TASK DESCRIPTION =>
Nothing but an exact reprint of the records is to be returned.

EXTRACTED RECORDS =>
■ ■ ■ ■ ■
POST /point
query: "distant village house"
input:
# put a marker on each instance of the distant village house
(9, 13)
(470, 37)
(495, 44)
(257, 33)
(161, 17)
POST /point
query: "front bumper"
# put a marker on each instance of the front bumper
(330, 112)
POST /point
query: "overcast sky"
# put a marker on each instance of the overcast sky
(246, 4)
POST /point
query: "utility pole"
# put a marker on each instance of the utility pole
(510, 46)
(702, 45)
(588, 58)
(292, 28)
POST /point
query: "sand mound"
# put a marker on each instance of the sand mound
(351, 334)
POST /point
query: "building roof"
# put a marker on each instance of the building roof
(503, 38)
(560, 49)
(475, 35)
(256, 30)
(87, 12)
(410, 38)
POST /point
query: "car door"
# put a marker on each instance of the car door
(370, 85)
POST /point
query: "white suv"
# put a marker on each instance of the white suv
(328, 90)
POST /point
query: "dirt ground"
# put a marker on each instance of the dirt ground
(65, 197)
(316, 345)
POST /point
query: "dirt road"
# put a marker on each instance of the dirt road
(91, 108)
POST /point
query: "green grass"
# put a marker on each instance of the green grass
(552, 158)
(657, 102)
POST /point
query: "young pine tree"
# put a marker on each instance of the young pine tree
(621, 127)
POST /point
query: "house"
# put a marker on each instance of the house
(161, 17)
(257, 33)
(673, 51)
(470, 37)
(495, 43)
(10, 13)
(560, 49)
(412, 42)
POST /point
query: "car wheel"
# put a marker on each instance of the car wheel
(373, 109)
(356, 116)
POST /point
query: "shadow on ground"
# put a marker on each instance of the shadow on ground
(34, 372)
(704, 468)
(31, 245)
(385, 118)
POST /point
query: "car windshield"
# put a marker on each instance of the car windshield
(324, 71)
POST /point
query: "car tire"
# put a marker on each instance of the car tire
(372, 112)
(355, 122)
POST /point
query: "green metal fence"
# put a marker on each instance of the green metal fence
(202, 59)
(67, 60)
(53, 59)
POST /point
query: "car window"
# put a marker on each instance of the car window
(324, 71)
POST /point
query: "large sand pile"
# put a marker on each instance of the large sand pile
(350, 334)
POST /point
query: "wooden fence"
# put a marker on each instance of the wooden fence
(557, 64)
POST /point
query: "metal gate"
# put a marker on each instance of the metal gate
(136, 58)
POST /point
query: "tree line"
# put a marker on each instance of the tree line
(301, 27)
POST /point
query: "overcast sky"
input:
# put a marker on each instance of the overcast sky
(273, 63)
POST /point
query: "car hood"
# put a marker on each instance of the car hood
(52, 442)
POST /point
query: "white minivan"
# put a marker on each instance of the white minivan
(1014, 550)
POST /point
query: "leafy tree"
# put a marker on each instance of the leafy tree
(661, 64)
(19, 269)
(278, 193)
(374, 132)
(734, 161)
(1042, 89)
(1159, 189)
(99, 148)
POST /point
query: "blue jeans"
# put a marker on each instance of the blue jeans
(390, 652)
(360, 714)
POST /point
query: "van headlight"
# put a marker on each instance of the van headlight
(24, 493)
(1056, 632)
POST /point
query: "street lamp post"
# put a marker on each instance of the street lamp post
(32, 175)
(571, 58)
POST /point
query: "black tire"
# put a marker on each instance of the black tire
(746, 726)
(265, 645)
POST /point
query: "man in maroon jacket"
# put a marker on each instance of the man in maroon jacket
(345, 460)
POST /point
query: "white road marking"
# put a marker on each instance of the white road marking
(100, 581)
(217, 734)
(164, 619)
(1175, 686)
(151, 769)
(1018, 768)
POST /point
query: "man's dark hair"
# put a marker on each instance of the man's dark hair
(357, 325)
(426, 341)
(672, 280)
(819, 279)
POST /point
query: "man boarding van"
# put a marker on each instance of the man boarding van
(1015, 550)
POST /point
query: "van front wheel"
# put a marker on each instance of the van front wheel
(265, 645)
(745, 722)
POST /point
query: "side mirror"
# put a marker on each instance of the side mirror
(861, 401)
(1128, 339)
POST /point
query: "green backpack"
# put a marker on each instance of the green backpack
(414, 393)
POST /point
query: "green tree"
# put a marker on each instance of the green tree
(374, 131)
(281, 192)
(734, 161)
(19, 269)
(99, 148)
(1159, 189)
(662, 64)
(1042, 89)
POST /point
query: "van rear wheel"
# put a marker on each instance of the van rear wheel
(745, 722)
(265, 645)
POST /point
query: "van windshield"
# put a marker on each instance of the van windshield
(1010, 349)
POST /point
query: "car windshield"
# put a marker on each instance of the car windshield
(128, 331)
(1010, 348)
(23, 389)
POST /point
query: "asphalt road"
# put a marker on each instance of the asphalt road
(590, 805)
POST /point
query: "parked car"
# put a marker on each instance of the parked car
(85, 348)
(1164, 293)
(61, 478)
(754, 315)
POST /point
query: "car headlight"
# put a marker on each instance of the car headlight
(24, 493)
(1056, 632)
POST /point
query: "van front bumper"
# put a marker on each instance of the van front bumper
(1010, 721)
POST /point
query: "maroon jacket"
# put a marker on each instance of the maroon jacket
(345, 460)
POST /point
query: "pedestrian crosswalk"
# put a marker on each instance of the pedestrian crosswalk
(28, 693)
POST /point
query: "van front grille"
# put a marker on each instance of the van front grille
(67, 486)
■ ■ ■ ■ ■
EXPECTED ANSWER =>
POST /point
query: "distant village house"
input:
# put a marker on each instance of the distant village house
(9, 13)
(470, 37)
(495, 44)
(257, 33)
(161, 17)
POST /point
query: "front bumper"
# put a marker on each instance of the front bumper
(330, 112)
POST /point
query: "overcast sky"
# put a marker on each instance of the overcast sky
(246, 4)
POST /point
query: "utility pole"
# put a marker on each instance of the utility pole
(510, 46)
(702, 45)
(588, 58)
(292, 28)
POST /point
query: "sand mound"
# put a marker on each instance of the sand mound
(351, 334)
POST /point
query: "building roof"
# put a marker on each instance of the building roof
(503, 38)
(560, 49)
(475, 35)
(256, 30)
(87, 12)
(410, 38)
POST /point
query: "car door"
# put a marker on each instance of the car door
(370, 85)
POST /point
query: "white suv"
# put a marker on each instance of the white suv
(328, 90)
POST /point
query: "dirt ground"
# put a marker on each instance of the dirt ground
(65, 197)
(316, 345)
POST /point
query: "dirt road"
# put a marker on each instance of the dirt road
(91, 108)
POST /point
query: "green grass"
# put a marker on each instance of the green grass
(552, 158)
(657, 102)
POST /point
query: "young pine tree"
# put a marker on each instance of the young pine tree
(621, 127)
POST /point
query: "house"
# put a marker on each instance of the house
(161, 17)
(257, 33)
(673, 51)
(470, 37)
(495, 43)
(10, 13)
(560, 49)
(412, 42)
POST /point
query: "car wheel"
# put a marker on each instance of the car wheel
(373, 109)
(356, 116)
POST /point
query: "shadow on ground"
# put a marker on each instance of the shadow on ground
(34, 372)
(704, 468)
(31, 245)
(385, 118)
POST /point
query: "car windshield"
# put a marker on each instance of the car windshield
(324, 71)
POST /point
query: "car tire"
# put a marker on each instance of the car tire
(372, 112)
(355, 122)
POST /point
query: "green metal fence"
# put a marker on each instance of the green metal fence
(202, 59)
(67, 60)
(53, 59)
POST /point
query: "car window"
# put a marker on each instance of the car window
(324, 71)
POST /point
query: "large sand pile"
# put a marker on each instance of the large sand pile
(350, 334)
POST /point
query: "wooden fence"
# put a marker on each instance of the wooden fence
(557, 64)
POST /point
query: "metal gate"
# put a marker on each instance of the metal gate
(136, 58)
POST /point
query: "tree line"
# put a marker on each instance of the tree line
(301, 27)
POST /point
query: "overcast sky"
input:
# put a marker on each instance of the overcast sky
(273, 63)
POST /point
query: "car hood"
# put a marker on each instance of the car hood
(52, 442)
POST /point
query: "white minivan"
# put a marker on each instance of the white minivan
(1014, 550)
POST /point
query: "leafy tree"
# put a marker on each instance of the leafy tree
(661, 64)
(19, 269)
(278, 193)
(374, 132)
(734, 161)
(1042, 89)
(1159, 189)
(99, 148)
POST /point
query: "blue jeans"
# put a marker on each instance of the blue jeans
(390, 652)
(360, 714)
POST /point
query: "van headlight"
# put a marker on each instance of the van headlight
(24, 493)
(1056, 632)
POST /point
query: "street lamp post"
# put a marker on each instance of the street lamp post
(32, 175)
(571, 58)
POST /point
query: "black tire"
# put a marker on each instance of the black tire
(746, 726)
(265, 645)
POST /point
query: "man in maroon jacket"
# put a marker on each instance of the man in maroon jacket
(345, 460)
POST /point
query: "white road marking"
# put a marker on each instance of the white road marking
(100, 581)
(217, 734)
(164, 619)
(1175, 686)
(151, 769)
(1018, 768)
POST /point
query: "man's dark hair"
# put a marker on each instance of the man's dark hair
(357, 325)
(426, 341)
(672, 280)
(819, 279)
POST /point
query: "man boarding van"
# put a marker on each instance of the man boarding van
(1015, 550)
POST /point
query: "van front wheel"
# put a marker on each instance of the van front wheel
(265, 645)
(745, 722)
POST /point
query: "side mirror"
# put a marker on each instance of the side mirror
(861, 401)
(1128, 339)
POST /point
query: "green backpack"
# put a marker on each instance of the green backpack
(414, 393)
POST /point
query: "green tree"
# put a marker on each instance of the green tree
(374, 131)
(281, 192)
(734, 161)
(19, 269)
(99, 148)
(1159, 189)
(662, 64)
(1042, 89)
POST /point
query: "van rear wheel"
# put a marker on each instance of the van rear wheel
(745, 722)
(265, 645)
POST /point
query: "van windshield"
# put a marker on each instance of the van windshield
(1010, 349)
POST /point
query: "car windshield"
# put a marker on each instance of the car windshield
(128, 331)
(1010, 348)
(23, 389)
POST /point
query: "asphalt road"
# put a marker on each instance of the asphalt road
(590, 805)
POST /point
query: "parked car"
# put a marker on each instance of the parked car
(85, 348)
(1164, 293)
(61, 478)
(754, 315)
POST /point
query: "car headlight"
# put a marker on each instance of the car headlight
(24, 493)
(1056, 632)
POST /point
query: "van front bumper"
# put a marker on each instance of the van front bumper
(1010, 721)
POST /point
query: "maroon jacket"
# put a marker on each instance of the maroon jacket
(345, 460)
POST /point
query: "pedestrian crosswalk"
# put a marker on each instance of the pedestrian crosswalk
(28, 693)
POST /point
query: "van front grille"
# put a marker on each instance of the van front grille
(67, 486)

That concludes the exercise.